Social Media and the Wedding Industry

Weddings are difficult. They are big expensive parties that celebrate the union of two people. Before social media, inspiration could only be found in magazines and wedding books, and vendors were found through word of mouth. However, in the last decade alone, social media has become the biggest and most important marketing tool used in the wedding industry. 

Photo courtesy of Instagram

Utilizing social media helps humanize a business. “A UK study for Trinity Mirror Solutions found that more than half of adults do not trust a brand until they see ‘real world proof’ that the brand is keeping its promises.” (Newberry, 2018). Vendors in the wedding industry are no strangers to this. Melina Valerio, wedding planner and owner of Starry Eyed Events in Las Vegas, is mindful of keeping both current and potential clients in the loop, from the beginning stages of the planning process, all the way up to the actual event. Valerio’s Instagram feed as adorned with photos of glamorous weddings she has meticulously designed to match every couple she has worked with. Her Instagram story, however, showcases empty venues, cake tasting’s and vendor meetings – all of which include the actual couple she is working with. Not only are her followers seeing the final product, but they’re seeing the steps it took get there. This alone shows how invested and involved she is during the entire journey.

Social media can also be a tool used for gathering inspiration. Brides will use the Pinterest app to find inspiration for all things wedding-related – from the dress, to the cocktails and everything in between. (Edwards, 2018). The app allows couples to discover their personal wedding style. With inspiration photos floating all over the digital world, some might say that the Internet could completely take over the wedding planner role, allowing the couple to find their own vendors and DIY-ing their own décor. However, this may not only put stress on the couple themselves, but on their wallets as well. According to Social Media Explorer, using Pinterest and Instagram could cause couples to be hit with the “Pinterest and Instagram effect,” giving them unrealistic expectations of what their wedding should look like. “The problem is that many of the pictures couples see on Pinterest and Instagram aren’t indicative of the average wedding. People see a five-course dinner from George Clooney’s reception and want to mimic it. Or they see floral arrangements from Kim Kardashian’s wedding, for example, and think that it’s the norm.” (Micmohen, 2018). To avoid the Pinterest and Instagram effect, Valerio has her couples send over any wedding-related Pinterest boards so she can help accurately capture their vision while staying within their budget.

Photo courtesy of Ashlyn Savannah Creative

Once the vision is captured and a budget is set, Valerio helps couples find multiple vendors that fit within both areas. According to, social media is vital for connecting with other vendors in the industry. (Page, 2014). This could lead to potential collaborations, like a styled shoot. defines a styled shoot as “a collaborative effort of multiple creatives who put their talents and resources together to create a stunning visual concept to be photographs.” (Martin, 2017). All the vendors would then post the photo to their social media websites and tag one another, creating both business partnerships and publicity. Valerio has done styled shoots with multiple vendors, with some dipping into the same category. These collaborations give her a variety of recommendations for the couples to make sure their work is exactly what they’re looking for. Some vendors Valerio continues to work with include A Simple Affair Las Vegas, RSVP Rentals, Ashlyn Savannah Photography, Paz Makeup Artistry and Wee Little Cakes. She has since been featured in The Knot with these vendors.

= = =

## Instructions for the task
State whether each statement agrees with the article on social media and the wedding industry, answering yes or no and quoting the words that decide it. 1. Before social media, wedding vendors were found through word of mouth. 2. Valerio asks her couples to send over any wedding-related Pinterest boards. 3. A UK study found that most adults trust a brand before seeing any proof that it keeps its promises. The rows below are not needed.

## Data rows
= = =

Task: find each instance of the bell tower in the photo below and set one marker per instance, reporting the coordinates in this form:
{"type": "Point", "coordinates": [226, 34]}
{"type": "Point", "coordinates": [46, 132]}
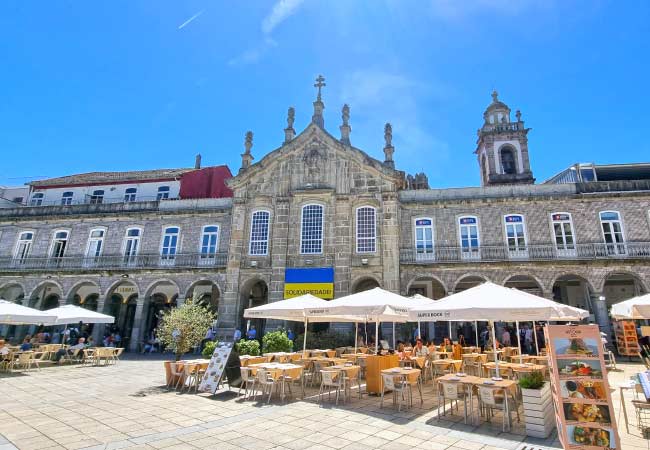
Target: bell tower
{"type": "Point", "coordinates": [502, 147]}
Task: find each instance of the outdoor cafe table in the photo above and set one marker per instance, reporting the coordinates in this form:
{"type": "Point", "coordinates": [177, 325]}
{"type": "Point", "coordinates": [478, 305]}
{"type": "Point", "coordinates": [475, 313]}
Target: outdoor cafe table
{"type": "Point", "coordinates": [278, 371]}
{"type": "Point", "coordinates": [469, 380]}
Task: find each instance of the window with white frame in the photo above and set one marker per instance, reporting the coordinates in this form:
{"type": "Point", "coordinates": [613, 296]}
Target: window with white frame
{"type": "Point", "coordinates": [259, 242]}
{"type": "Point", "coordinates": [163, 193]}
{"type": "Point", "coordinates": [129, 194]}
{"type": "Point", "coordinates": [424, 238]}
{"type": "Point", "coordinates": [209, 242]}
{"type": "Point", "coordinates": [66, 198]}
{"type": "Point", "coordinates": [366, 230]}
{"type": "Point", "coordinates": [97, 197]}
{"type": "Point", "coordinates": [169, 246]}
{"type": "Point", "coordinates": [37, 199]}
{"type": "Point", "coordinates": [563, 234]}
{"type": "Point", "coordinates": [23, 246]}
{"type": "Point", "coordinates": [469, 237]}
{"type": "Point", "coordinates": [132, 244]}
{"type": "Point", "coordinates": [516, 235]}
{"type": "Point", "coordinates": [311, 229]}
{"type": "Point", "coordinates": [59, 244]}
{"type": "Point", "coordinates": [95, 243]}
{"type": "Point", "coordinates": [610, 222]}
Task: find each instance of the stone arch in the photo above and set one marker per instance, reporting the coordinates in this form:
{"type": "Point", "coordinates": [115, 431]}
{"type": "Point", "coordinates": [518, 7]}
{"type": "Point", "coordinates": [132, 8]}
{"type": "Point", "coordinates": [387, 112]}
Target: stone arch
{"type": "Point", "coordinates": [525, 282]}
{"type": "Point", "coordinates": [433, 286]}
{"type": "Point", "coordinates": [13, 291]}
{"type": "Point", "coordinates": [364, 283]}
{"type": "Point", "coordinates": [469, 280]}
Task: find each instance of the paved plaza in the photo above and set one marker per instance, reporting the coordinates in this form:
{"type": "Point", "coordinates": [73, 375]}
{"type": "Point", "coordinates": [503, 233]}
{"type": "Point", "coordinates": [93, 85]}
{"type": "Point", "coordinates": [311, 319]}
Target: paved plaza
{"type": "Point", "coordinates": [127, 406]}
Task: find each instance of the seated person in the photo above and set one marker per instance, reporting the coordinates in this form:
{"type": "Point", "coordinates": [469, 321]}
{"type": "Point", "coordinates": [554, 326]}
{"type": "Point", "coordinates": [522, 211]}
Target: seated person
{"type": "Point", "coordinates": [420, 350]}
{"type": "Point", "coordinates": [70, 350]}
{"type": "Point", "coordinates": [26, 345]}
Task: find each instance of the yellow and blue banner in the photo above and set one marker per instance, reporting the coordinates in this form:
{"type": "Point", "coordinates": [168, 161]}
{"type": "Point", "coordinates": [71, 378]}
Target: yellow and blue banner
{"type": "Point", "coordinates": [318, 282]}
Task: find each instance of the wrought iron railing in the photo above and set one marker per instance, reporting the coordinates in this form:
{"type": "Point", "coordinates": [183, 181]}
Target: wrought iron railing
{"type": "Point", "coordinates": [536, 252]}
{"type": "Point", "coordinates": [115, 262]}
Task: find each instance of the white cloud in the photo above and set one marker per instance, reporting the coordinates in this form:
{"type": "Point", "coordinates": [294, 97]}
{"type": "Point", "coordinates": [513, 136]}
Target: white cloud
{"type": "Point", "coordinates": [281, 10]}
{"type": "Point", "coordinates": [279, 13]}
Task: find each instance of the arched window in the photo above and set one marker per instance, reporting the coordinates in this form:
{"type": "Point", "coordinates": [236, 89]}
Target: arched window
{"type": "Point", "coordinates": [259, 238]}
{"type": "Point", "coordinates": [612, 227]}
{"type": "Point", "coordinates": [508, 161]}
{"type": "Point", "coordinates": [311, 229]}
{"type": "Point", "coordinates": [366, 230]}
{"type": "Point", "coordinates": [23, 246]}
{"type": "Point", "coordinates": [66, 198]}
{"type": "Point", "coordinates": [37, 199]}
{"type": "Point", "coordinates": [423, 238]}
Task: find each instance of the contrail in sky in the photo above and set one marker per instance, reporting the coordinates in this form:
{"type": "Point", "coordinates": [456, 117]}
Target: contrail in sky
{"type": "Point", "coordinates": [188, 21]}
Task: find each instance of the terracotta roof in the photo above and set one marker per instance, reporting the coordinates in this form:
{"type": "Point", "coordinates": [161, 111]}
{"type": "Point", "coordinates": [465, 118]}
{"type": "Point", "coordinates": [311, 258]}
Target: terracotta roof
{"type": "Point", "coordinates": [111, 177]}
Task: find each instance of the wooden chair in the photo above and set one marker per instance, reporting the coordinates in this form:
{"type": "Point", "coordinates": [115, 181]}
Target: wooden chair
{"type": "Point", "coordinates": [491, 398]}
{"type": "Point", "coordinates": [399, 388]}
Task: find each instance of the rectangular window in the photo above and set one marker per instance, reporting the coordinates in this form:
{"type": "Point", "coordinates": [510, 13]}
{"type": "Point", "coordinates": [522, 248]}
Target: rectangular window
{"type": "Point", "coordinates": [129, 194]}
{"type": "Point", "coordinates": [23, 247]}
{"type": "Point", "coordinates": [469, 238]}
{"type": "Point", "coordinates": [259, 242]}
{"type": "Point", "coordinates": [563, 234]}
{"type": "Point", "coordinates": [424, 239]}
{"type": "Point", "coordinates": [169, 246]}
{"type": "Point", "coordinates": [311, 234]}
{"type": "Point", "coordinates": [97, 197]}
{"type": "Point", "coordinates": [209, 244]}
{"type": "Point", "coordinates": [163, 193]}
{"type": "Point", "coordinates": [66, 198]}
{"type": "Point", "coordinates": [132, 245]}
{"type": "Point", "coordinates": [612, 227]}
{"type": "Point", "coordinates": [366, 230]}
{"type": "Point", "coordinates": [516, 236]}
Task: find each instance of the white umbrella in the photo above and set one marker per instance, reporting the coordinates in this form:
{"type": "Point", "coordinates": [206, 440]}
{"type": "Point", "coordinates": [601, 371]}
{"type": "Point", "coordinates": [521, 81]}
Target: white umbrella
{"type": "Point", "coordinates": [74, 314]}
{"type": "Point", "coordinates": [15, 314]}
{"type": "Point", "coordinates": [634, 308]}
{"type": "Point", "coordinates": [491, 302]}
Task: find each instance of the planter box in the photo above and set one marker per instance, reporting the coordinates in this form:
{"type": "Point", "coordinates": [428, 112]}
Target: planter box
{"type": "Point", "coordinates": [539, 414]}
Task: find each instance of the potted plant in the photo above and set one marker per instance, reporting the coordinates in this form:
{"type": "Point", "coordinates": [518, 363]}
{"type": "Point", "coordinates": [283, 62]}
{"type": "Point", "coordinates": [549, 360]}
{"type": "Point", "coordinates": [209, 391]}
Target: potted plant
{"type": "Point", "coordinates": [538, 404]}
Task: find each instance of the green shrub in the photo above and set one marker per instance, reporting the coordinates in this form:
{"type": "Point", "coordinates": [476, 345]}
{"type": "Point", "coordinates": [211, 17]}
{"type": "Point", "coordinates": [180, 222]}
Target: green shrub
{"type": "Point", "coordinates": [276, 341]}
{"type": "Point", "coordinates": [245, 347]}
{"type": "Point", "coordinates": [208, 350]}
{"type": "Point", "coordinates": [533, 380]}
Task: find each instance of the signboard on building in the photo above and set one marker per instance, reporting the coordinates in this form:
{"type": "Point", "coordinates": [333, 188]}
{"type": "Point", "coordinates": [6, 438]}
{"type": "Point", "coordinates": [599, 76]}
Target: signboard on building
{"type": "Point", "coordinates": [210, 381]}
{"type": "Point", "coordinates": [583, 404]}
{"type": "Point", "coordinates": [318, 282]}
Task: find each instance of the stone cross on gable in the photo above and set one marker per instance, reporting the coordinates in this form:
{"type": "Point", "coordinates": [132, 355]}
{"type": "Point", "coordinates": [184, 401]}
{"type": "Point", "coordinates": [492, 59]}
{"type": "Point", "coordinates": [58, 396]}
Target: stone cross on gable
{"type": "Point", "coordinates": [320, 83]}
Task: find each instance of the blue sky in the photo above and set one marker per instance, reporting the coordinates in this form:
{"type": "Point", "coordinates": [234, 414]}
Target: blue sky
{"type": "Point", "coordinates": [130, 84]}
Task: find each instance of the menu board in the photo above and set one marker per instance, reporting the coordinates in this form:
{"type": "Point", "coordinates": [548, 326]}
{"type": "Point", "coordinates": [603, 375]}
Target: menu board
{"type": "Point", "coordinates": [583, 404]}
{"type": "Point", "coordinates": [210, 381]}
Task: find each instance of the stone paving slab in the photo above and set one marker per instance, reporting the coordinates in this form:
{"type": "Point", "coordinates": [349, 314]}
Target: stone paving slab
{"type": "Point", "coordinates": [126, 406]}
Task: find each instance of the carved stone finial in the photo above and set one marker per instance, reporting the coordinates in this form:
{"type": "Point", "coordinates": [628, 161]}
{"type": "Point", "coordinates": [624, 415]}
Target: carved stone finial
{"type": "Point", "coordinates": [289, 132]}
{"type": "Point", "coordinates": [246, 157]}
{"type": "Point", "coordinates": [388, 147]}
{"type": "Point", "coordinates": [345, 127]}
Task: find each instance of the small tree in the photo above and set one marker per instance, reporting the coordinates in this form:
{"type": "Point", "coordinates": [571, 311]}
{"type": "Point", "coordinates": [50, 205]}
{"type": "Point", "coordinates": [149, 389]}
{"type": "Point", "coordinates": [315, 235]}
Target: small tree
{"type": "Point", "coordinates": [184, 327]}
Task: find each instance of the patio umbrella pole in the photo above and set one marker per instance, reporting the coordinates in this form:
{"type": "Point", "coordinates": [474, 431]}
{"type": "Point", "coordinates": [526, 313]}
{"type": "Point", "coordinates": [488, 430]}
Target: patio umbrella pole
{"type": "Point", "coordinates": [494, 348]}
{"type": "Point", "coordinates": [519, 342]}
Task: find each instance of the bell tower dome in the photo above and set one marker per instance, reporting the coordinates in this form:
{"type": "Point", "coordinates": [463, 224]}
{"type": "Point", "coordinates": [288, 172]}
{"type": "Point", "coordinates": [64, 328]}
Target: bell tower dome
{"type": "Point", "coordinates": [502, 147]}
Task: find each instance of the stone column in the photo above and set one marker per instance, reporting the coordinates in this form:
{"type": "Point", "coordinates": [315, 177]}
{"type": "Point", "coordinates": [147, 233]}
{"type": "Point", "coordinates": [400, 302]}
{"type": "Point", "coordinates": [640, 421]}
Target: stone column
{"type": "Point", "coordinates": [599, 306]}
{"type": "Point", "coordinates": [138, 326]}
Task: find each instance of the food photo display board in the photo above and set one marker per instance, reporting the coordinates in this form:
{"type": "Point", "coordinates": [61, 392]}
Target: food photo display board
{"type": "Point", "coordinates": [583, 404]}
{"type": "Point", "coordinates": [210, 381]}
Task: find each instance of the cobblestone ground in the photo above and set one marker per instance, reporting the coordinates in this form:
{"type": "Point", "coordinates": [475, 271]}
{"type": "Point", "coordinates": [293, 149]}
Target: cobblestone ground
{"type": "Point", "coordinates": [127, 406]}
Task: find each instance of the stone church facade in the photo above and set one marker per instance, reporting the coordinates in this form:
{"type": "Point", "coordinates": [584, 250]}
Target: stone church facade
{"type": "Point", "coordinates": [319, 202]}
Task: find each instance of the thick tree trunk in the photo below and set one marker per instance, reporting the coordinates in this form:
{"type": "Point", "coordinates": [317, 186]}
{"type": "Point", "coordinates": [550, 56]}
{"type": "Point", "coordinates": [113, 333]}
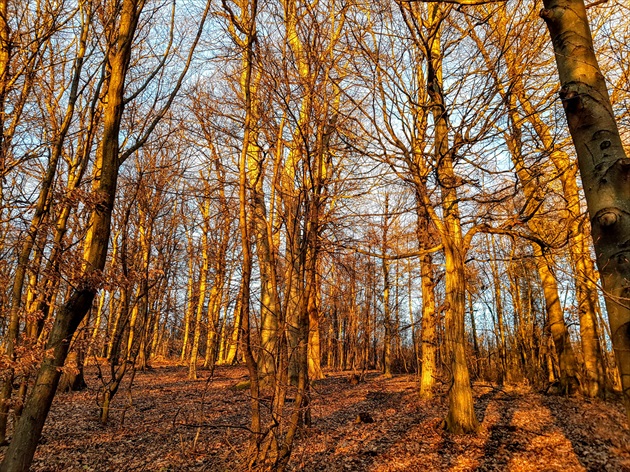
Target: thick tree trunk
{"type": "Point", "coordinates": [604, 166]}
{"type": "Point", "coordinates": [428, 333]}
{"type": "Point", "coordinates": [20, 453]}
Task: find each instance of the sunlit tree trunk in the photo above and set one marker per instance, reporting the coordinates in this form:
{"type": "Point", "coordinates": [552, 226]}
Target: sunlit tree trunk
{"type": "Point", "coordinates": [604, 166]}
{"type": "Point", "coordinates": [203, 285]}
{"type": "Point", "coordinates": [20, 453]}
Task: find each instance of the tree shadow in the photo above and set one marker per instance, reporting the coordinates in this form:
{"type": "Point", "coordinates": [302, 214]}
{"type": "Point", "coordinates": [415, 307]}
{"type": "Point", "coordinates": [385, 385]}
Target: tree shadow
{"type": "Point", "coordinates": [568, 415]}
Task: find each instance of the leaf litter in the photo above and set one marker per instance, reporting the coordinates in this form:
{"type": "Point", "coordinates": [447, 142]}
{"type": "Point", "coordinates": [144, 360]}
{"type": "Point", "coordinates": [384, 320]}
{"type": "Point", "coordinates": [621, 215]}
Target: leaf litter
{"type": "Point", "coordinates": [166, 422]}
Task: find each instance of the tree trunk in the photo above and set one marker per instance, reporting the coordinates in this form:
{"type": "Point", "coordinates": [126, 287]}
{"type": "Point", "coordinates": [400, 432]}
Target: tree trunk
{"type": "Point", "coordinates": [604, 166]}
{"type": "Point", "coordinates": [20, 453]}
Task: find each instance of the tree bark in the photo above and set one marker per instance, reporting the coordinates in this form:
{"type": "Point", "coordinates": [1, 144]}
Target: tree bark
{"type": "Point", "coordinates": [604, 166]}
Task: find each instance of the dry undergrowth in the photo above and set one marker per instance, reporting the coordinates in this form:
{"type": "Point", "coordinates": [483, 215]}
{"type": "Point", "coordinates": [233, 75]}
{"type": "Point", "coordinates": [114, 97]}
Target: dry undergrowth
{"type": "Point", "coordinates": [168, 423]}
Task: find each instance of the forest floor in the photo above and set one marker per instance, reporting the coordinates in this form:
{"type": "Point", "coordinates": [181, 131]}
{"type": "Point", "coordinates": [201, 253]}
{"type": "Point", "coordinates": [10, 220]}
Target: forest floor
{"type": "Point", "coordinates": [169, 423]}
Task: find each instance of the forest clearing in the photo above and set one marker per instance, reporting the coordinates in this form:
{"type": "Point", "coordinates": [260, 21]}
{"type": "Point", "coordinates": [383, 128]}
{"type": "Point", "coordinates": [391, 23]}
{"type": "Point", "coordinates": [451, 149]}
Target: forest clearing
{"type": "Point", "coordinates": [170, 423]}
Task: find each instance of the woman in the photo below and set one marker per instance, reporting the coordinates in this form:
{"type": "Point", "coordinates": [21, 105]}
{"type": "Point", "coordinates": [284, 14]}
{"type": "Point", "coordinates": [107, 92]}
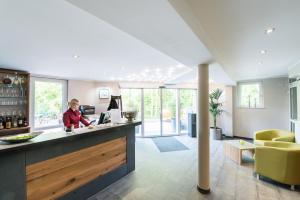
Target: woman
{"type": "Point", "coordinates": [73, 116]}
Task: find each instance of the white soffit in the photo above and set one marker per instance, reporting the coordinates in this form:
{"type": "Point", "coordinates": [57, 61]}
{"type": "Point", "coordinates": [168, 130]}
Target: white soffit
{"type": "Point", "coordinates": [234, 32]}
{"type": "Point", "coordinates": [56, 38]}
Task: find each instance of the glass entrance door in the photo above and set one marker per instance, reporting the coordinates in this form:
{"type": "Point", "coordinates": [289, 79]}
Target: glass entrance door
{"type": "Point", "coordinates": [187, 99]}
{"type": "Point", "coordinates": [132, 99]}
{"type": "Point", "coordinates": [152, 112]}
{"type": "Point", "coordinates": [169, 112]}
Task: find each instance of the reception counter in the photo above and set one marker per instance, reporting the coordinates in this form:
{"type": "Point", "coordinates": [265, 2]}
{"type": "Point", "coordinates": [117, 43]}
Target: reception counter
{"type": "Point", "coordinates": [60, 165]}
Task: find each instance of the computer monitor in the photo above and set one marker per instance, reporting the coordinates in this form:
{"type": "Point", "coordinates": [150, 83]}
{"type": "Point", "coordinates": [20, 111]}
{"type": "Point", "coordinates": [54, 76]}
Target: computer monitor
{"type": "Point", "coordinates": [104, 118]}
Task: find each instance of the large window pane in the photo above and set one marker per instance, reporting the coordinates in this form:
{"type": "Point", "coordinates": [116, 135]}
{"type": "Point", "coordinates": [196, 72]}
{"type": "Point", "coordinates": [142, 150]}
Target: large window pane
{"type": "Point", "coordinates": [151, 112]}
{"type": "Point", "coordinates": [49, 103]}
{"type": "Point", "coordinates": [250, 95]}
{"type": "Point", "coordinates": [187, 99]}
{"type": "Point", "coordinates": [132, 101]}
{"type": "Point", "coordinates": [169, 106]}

= = =

## Completed exercise
1. Yes: "vendors were found through word of mouth"
2. Yes: "Valerio has her couples send over any wedding-related Pinterest boards"
3. No: "more than half of adults do not trust a brand until they see ‘real world proof’ that the brand is keeping its promises"